The problem - Reproduce the records verbatim, from the line containing "Find tiled floor." through the line containing "[21, 58, 56, 99]", including both of those lines.

Task input -
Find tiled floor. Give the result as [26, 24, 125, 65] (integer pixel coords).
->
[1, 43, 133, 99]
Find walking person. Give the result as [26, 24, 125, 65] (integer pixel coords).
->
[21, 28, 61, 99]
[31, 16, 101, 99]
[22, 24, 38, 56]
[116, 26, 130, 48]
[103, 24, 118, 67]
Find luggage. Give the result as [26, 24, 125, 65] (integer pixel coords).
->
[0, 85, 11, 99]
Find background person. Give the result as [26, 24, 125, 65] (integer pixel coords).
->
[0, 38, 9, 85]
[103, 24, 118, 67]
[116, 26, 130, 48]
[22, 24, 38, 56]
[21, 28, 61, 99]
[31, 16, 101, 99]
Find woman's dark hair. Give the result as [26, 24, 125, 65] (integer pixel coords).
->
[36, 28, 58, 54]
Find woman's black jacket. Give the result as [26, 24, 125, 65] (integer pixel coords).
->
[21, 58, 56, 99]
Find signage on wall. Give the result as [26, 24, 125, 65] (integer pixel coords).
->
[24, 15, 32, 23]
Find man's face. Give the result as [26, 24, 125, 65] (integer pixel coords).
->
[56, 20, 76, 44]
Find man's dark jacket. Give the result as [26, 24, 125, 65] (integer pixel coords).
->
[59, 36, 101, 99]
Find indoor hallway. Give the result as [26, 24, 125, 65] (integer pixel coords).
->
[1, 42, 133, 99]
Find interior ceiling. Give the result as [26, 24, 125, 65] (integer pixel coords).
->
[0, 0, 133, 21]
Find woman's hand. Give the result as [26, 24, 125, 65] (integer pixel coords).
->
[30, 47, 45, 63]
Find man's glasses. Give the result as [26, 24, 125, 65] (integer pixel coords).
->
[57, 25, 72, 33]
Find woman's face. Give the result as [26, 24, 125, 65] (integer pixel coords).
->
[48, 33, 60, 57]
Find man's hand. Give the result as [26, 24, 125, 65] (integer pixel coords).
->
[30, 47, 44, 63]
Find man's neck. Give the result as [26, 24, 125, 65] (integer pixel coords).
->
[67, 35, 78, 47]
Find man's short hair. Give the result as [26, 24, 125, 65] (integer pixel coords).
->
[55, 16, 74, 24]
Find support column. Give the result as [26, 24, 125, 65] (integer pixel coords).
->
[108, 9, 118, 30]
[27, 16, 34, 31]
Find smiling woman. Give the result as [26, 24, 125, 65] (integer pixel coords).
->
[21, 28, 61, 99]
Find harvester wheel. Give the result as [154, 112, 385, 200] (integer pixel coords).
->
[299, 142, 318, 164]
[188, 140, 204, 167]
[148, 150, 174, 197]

...

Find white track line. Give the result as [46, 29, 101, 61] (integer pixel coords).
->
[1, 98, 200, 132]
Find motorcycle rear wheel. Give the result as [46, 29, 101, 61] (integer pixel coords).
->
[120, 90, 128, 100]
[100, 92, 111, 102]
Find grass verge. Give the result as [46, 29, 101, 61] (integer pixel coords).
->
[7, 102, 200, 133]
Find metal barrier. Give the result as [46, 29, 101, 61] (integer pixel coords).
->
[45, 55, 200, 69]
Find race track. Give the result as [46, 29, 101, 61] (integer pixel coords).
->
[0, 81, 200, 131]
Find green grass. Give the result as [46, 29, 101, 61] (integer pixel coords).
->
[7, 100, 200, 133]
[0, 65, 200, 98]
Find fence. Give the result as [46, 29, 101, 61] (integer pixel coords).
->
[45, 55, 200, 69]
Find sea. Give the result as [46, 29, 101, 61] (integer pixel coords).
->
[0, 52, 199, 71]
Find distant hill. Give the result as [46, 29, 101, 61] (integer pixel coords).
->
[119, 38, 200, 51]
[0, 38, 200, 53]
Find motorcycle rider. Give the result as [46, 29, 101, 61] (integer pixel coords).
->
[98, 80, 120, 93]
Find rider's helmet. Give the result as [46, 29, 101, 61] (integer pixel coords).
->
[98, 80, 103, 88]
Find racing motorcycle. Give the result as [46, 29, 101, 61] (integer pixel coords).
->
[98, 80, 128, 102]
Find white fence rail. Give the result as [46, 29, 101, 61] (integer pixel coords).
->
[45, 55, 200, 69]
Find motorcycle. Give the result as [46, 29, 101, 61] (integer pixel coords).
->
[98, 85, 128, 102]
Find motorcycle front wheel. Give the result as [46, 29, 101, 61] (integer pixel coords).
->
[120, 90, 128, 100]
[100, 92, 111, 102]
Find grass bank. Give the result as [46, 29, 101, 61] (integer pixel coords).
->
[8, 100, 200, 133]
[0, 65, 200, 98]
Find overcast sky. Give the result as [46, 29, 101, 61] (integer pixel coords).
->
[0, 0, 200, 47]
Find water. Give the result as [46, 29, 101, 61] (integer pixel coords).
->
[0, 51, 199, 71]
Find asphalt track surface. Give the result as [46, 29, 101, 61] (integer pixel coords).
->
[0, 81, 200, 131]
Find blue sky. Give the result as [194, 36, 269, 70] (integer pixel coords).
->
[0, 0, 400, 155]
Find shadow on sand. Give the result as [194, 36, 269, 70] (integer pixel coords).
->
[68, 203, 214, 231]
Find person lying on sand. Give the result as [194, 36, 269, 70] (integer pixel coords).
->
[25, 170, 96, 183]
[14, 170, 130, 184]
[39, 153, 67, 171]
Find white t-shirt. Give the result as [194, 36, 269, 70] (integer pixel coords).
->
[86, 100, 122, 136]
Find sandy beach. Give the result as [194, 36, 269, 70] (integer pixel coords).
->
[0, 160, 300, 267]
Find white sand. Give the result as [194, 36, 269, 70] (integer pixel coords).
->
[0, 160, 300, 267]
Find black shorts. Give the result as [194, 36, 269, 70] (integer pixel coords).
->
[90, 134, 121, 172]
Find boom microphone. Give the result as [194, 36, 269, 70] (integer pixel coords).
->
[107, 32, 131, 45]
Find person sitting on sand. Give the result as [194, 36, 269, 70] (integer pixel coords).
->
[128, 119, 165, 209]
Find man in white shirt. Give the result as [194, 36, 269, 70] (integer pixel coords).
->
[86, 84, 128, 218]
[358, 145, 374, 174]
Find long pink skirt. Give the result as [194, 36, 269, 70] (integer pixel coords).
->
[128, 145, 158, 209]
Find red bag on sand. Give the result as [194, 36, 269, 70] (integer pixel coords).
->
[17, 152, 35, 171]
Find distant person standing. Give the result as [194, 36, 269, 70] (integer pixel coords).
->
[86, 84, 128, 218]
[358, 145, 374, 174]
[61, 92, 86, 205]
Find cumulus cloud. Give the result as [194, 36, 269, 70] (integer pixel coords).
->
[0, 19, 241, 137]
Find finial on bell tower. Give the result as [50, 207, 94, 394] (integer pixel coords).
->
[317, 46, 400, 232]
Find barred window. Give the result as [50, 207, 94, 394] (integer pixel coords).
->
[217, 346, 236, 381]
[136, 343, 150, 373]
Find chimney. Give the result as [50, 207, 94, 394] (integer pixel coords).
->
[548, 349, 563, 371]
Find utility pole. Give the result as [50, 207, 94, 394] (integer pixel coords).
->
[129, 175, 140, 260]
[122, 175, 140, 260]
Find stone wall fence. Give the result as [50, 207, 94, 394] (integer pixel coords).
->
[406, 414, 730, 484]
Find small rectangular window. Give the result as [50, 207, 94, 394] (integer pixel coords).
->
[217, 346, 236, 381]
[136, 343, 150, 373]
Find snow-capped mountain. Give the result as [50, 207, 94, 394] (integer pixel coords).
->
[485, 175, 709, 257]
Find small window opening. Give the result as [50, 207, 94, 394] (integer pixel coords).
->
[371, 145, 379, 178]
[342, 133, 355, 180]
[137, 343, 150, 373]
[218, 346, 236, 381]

Task response -
Find tiled floor. Give the result as [26, 24, 125, 65] (integer pixel coords).
->
[1, 43, 133, 99]
Find walking person. Give the result as [26, 24, 125, 65] (integer pixel coords).
->
[21, 28, 61, 99]
[31, 16, 101, 99]
[22, 24, 38, 56]
[116, 26, 130, 48]
[103, 24, 118, 67]
Find luggage. Give the result as [26, 24, 125, 65] (integer pixel coords).
->
[0, 85, 11, 99]
Find background person. Give the result as [26, 24, 125, 65] (integer pixel coords).
->
[0, 38, 9, 85]
[103, 24, 118, 67]
[116, 26, 130, 48]
[22, 24, 38, 56]
[21, 28, 61, 99]
[31, 16, 101, 99]
Find woman's dark hair. Give the result as [26, 24, 125, 65] (integer pixel coords).
->
[36, 28, 58, 54]
Find woman's black jacket. Give the result as [26, 24, 125, 65] (integer pixel coords).
->
[21, 58, 56, 99]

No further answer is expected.